**Quoted passage**
####################

# Private Forums



## Hera (May 6, 2011)

Since the forum upgrade last year, we unfortunately no longer have the system in place that enables people to request access to the private forums. Until one becomes available, please PM me for access and if you meet the criteria I'll add you.

Please read below to learn more about the forums and to *check eligibility before PM'ing me:*

There are several private Groups on UK-Muscle each with its own forum. Some of these are exclusively for the use of SILVER and GOLD members. You can read about our membership levels and how they work here:

http://www.uk-muscle.co.uk/rules-guides/79008-uk-muscle-co-uk-membership-levels.html

*The private forums are:*

*Adult Lounge*

Open to both Male and Female members who are aged 18 or over and want to participate in discussions of a more sexual nature. It is not a place for commercial porn.

You MUST be a *GOLD* member to be granted access.

*Male Animal*

Area of the board for men only.

Strictly over 18's.

Content likely to offend.

You MUST be a *SILVER *or* GOLD* member to be granted access.

*Powder Room*

Private forum for the girls of UK-Muscle.

You MUST be a *SILVER *or* GOLD* member to be granted access.

Men need not apply.

*Addiction*

Private forum for the discussion of addiction

You MUST be a *SILVER *or* GOLD* member to be granted access.

Members deemed unsuitable e.g. due to previous negative behaviour, will not be granted access

You MUST give your reason for applying upon requesting access


----------



## DeanieBeanie (Jul 3, 2016)

Hi.. i used to be a member years ago username Deano! And had access to the male animal then, just wondering how i get to gold membership again?? Thanks


----------

####################

**Jobs**
**A)** Please transcribe the forum thread word for word, starting at the words "Area of the" and ending after "girls of UK-Muscle.".
**B)** Translate this sentence from the forum thread into Spanish: "Since the forum upgrade last year, we unfortunately no longer have the system in place that enables people to request access to the private forums."

####################

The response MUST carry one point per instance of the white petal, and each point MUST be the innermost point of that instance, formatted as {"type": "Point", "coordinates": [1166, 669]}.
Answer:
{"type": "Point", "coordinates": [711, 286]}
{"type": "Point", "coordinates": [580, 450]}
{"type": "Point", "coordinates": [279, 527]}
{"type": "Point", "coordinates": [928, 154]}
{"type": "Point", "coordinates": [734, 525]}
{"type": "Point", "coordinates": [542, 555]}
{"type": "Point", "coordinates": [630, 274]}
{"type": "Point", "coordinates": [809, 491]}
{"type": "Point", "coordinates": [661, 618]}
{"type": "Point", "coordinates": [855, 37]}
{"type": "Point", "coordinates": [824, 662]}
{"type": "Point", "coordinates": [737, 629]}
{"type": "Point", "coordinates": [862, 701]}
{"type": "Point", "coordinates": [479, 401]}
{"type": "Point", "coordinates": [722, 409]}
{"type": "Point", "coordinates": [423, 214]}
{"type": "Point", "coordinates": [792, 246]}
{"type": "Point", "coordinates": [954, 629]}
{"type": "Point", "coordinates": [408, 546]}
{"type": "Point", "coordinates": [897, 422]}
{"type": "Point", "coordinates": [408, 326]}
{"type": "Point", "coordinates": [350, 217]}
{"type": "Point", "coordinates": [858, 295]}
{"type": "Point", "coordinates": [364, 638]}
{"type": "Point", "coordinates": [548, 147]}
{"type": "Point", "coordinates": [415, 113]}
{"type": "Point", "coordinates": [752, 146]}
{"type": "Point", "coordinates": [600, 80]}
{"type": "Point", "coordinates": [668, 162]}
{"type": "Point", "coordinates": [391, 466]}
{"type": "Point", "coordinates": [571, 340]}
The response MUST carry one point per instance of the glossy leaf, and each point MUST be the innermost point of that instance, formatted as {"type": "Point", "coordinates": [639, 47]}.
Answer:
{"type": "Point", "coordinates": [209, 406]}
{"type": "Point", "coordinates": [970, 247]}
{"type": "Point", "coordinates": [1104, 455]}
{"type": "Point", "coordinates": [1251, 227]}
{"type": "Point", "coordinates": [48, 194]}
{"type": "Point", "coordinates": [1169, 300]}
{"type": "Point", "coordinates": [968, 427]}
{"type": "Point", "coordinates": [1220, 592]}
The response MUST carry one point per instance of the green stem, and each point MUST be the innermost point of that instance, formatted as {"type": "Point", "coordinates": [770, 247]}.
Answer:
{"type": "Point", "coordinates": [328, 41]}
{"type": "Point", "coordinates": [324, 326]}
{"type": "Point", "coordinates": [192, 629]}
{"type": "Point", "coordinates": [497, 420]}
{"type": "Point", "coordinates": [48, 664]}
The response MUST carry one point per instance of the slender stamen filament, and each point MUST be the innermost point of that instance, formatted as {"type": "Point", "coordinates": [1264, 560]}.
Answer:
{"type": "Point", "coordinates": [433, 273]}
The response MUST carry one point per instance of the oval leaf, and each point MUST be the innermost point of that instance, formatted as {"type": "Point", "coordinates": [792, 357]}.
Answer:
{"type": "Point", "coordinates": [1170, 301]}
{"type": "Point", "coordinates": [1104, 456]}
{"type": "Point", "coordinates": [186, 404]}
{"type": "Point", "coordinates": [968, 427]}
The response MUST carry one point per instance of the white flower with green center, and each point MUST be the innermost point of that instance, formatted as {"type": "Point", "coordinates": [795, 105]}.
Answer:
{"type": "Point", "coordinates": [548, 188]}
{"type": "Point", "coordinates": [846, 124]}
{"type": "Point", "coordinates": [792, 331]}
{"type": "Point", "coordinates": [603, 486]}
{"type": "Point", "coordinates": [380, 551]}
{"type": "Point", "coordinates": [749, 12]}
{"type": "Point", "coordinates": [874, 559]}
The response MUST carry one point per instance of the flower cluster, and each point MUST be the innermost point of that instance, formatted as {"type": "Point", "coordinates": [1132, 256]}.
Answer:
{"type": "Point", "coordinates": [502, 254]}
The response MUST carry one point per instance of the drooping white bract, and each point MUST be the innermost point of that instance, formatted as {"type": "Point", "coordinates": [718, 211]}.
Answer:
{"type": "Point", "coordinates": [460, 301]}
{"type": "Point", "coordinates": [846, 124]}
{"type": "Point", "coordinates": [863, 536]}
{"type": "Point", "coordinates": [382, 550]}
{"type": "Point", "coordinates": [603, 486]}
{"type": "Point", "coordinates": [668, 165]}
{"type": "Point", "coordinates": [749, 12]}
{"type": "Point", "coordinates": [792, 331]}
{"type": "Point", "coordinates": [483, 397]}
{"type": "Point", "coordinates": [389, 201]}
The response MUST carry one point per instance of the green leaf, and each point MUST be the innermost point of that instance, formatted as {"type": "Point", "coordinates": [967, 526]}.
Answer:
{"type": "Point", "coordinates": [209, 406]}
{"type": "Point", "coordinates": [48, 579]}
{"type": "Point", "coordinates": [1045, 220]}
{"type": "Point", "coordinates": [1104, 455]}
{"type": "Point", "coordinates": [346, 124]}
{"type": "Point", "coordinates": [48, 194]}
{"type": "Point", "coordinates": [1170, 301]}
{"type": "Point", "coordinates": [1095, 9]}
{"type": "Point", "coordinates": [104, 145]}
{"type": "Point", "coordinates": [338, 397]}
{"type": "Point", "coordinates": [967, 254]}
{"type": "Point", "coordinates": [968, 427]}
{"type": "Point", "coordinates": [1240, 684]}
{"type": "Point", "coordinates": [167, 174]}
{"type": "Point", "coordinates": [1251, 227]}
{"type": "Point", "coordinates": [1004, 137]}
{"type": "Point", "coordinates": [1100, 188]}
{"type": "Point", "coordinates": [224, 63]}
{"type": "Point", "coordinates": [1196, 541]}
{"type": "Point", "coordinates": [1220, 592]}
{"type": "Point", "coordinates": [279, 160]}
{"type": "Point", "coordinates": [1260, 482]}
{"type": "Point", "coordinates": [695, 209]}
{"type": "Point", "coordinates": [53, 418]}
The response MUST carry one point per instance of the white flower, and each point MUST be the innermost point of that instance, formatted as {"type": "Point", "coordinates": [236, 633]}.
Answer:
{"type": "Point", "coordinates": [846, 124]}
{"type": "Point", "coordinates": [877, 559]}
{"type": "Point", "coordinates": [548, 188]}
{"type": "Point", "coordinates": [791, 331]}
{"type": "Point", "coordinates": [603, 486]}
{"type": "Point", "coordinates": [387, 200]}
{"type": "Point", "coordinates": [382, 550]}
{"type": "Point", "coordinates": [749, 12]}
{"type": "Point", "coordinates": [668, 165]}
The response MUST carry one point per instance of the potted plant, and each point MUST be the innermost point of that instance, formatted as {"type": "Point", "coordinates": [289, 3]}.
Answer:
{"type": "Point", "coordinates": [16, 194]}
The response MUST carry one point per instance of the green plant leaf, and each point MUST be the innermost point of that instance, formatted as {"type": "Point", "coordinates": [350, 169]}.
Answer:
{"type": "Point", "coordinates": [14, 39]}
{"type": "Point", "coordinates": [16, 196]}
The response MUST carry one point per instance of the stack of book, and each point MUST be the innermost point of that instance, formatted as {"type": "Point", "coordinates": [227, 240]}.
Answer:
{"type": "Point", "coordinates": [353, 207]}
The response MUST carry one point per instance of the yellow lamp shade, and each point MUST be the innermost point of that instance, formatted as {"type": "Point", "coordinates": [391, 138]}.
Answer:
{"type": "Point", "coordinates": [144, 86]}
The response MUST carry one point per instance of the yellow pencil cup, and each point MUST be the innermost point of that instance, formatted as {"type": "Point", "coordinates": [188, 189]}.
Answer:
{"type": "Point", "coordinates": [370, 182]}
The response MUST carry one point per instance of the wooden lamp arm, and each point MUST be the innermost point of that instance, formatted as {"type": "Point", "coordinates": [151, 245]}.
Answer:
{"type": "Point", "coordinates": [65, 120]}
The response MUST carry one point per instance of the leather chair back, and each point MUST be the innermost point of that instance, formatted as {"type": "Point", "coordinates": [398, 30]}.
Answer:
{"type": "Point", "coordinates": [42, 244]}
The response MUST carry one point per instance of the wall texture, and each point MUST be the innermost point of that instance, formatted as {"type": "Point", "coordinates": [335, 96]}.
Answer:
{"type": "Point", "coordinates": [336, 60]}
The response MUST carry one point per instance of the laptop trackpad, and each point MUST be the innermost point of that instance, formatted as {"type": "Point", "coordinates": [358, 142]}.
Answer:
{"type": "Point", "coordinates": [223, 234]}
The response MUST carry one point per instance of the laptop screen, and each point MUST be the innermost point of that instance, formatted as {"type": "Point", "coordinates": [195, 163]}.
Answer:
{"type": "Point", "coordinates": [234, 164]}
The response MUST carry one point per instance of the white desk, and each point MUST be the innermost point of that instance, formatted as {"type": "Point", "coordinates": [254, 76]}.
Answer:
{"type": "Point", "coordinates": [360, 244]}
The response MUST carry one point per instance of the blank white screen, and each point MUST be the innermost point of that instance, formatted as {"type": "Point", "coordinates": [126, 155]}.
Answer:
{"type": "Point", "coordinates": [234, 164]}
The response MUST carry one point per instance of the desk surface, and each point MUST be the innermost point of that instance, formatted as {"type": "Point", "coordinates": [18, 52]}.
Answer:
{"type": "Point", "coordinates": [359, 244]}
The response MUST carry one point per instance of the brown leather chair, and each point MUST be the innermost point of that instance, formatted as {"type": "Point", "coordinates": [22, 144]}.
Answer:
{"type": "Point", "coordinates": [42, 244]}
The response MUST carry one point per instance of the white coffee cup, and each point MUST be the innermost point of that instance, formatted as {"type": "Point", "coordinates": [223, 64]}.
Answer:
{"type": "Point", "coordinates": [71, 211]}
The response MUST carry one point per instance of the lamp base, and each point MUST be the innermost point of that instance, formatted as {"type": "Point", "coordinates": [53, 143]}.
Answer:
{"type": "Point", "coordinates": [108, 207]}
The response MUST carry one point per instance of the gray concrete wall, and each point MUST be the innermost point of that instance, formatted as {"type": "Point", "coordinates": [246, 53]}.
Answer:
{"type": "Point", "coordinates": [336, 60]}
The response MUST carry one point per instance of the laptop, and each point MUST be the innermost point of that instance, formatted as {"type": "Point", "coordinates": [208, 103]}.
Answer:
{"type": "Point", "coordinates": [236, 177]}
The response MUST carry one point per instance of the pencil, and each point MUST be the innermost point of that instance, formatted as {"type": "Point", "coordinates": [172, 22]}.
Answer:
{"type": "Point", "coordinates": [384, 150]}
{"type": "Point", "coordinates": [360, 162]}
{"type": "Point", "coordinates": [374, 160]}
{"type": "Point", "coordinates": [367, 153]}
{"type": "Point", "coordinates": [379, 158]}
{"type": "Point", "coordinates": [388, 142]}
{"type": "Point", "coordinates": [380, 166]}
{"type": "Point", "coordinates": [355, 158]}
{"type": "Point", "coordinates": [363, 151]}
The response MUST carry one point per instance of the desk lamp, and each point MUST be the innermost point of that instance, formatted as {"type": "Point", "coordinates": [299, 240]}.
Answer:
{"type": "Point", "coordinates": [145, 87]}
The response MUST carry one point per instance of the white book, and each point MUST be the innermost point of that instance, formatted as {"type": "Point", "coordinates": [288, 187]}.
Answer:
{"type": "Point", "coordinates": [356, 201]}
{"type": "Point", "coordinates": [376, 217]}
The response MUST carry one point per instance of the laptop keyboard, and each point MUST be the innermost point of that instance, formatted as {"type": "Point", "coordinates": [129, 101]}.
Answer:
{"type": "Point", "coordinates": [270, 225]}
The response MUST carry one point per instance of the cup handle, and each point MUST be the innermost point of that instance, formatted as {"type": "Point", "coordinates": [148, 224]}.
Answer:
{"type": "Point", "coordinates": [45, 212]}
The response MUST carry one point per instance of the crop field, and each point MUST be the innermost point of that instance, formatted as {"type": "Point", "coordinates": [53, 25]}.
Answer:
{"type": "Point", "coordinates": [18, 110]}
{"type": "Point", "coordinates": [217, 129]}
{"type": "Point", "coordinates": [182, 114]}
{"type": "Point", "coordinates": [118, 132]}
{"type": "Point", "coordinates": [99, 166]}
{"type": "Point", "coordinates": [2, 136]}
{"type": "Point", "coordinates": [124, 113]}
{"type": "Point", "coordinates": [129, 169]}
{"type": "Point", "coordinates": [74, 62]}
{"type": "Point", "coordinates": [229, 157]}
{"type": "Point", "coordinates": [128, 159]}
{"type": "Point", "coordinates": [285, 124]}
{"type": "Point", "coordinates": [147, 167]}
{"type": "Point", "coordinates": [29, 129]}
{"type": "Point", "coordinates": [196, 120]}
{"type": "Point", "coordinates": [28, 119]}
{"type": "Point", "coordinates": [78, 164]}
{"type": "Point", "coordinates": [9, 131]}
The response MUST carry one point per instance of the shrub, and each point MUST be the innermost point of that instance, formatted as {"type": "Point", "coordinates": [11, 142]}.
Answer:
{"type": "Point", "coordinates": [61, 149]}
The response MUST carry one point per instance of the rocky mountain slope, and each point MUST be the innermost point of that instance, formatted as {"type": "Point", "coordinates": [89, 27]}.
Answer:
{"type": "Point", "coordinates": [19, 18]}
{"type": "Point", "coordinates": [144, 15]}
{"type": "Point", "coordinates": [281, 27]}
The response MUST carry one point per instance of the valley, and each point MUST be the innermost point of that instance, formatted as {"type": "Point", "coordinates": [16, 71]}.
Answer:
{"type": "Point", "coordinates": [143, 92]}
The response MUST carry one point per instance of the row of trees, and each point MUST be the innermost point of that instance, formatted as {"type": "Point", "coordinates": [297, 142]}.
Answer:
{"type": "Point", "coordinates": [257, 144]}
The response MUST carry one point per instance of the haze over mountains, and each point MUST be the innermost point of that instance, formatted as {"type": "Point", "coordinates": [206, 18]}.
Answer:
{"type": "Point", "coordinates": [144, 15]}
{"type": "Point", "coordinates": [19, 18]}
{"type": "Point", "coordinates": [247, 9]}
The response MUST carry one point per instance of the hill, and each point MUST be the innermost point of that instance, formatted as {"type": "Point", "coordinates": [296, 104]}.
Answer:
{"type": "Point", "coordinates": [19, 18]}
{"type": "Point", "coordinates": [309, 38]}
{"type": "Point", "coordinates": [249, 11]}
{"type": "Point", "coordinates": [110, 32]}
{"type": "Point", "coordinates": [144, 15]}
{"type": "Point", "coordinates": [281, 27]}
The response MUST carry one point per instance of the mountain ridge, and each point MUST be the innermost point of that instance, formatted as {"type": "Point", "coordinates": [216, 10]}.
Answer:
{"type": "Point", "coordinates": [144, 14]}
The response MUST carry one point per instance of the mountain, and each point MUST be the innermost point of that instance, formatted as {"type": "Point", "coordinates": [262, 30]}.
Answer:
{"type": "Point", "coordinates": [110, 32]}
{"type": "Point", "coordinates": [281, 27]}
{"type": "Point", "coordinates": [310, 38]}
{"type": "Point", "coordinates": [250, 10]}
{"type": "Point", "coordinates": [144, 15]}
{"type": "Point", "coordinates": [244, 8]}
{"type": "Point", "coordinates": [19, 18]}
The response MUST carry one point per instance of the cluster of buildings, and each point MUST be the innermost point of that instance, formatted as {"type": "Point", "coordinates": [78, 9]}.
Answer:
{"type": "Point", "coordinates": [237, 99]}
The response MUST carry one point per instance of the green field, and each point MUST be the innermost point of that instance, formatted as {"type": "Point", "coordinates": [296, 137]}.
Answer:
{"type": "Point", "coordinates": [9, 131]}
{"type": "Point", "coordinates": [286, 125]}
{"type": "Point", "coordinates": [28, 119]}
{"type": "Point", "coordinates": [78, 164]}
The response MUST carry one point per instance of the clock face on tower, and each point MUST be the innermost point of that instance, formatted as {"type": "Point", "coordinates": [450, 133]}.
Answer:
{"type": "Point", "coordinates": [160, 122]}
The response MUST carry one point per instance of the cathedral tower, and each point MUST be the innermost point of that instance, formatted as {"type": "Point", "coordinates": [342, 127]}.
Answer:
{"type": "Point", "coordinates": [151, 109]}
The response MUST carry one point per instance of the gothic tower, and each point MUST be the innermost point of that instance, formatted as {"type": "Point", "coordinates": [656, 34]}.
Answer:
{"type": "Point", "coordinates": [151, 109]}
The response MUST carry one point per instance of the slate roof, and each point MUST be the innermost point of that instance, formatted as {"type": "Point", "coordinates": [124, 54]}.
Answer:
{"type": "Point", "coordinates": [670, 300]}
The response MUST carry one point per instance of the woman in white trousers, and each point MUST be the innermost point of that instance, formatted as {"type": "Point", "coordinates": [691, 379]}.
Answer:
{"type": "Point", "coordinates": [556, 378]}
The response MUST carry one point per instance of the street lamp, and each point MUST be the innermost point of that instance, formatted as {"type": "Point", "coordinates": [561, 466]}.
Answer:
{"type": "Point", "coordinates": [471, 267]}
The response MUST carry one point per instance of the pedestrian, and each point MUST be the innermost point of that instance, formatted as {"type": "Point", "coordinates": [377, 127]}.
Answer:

####################

**List of solutions**
**A)**
Area of the board for men only.

Strictly over 18's.

Content likely to offend.

You MUST be a *SILVER *or* GOLD* member to be granted access.

*Powder Room*

Private forum for the girls of UK-Muscle.

**B)** Desde la actualización del foro el año pasado, lamentablemente ya no contamos con el sistema que permite a las personas solicitar acceso a los foros privados.